- PROBLEM SET
A. Translate this sentence from the reflection below into Spanish: "The journey of the disciple is the journey of repentance."
B. Based on the reflection below, state whether each statement agrees with it, answering yes or no and quoting the deciding words: (i) The reflection is for 26 January 2020. (ii) Repentance is presented as a single decision. (iii) The Greek word metanoeo means to have a different mind.

Holy Trinity Anglican Church

Month: January 2020

Repent for the Kingdom of Heaven is at Hand – Reflection for 26 JAN 2020

   Jesus begins his ministry with this message, “Repent, for the Kingdom of Heaven is at hand.” What does Jesus mean by commanding us to repent. The Greek word metanoeo means to change our perception or our understanding, that is to have a different mind. This is not a simple “I’m sorry. I’ll try to do better.” This is an eye-opening, mind blowing experience that the reality of the world around me is different from what I previously understood. Repentance is to understand and perceive through the reality of the Kingdom of Heaven instead of the ways of the world.

   Repentance in this way is not a one and done point in time or a single decision, it is a daily discipline of seeing our current circumstances through Kingdom eyes rather than our earthly senses, it is to reference everything to God rather than to ourselves. The journey of the disciple is the journey of repentance.

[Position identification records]
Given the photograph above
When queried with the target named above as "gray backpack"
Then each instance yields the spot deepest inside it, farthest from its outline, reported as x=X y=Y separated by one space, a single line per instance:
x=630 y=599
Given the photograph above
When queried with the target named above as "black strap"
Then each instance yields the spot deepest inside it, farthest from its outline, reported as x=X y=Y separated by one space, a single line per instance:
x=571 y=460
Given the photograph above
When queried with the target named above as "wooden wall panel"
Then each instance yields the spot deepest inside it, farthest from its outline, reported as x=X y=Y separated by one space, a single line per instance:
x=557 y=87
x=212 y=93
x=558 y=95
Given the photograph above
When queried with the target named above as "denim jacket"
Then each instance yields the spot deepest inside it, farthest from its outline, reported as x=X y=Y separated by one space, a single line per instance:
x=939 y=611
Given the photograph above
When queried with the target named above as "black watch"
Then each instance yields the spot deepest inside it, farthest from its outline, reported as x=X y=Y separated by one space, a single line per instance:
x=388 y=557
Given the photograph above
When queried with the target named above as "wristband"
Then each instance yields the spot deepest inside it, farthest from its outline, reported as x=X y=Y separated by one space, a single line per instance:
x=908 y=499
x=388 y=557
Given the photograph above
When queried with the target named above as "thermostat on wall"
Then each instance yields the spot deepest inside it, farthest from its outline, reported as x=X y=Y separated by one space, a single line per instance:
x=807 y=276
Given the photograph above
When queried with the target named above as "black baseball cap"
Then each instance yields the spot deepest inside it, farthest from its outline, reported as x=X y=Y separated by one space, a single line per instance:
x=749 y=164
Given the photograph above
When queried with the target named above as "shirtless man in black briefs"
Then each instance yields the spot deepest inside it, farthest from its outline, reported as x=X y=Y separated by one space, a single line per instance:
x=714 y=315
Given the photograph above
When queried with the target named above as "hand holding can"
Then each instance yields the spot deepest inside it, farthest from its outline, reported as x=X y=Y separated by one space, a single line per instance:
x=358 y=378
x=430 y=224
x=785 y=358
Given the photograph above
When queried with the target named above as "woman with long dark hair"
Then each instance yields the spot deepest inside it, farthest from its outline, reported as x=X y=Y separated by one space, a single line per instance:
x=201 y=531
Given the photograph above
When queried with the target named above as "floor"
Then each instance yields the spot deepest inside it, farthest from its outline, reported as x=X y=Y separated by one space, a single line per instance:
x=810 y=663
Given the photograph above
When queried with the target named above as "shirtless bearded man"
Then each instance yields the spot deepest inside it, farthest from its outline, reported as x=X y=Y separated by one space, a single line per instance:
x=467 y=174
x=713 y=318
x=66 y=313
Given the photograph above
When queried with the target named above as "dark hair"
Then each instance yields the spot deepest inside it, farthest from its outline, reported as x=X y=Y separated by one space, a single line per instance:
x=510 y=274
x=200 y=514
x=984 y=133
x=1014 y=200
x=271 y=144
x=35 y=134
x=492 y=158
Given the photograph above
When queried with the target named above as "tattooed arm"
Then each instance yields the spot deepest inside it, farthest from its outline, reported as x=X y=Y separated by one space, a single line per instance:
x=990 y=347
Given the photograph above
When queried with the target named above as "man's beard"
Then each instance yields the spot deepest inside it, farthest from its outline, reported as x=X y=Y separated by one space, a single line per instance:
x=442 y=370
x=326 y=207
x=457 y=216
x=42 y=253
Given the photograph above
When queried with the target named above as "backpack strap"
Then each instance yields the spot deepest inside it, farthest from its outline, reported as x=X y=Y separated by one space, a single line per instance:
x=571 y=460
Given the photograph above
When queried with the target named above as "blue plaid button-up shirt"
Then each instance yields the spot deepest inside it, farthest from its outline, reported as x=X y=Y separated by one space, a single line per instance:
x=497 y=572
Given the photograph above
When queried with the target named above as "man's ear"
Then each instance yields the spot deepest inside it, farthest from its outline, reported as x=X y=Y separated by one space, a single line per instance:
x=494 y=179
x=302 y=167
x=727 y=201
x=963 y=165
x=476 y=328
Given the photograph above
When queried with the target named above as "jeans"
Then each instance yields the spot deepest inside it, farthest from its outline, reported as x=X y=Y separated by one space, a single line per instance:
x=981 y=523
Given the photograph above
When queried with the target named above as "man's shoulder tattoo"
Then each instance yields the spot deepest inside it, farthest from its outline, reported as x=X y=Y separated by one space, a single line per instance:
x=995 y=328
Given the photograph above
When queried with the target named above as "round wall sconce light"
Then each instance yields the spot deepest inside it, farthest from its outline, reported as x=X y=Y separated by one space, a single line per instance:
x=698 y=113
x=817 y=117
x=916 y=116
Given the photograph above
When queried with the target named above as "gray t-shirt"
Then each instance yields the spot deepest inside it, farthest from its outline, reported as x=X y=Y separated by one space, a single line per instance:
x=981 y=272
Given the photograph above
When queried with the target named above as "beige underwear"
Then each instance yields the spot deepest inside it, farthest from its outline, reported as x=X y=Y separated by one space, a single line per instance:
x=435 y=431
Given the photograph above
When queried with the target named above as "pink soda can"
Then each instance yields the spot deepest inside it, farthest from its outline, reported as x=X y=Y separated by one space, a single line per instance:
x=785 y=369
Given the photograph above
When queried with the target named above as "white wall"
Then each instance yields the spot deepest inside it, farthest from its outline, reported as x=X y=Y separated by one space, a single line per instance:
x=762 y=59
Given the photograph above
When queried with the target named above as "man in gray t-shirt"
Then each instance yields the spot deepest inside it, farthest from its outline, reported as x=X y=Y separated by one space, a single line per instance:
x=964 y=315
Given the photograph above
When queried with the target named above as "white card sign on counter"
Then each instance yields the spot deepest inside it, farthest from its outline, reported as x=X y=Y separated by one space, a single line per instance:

- FINAL ANSWERS
A. El camino del discípulo es el camino del arrepentimiento.

B.
(i) Yes: "Reflection for 26 JAN 2020"
(ii) No: "Repentance in this way is not a one and done point in time or a single decision"
(iii) Yes: "The Greek word metanoeo means to change our perception or our understanding, that is to have a different mind."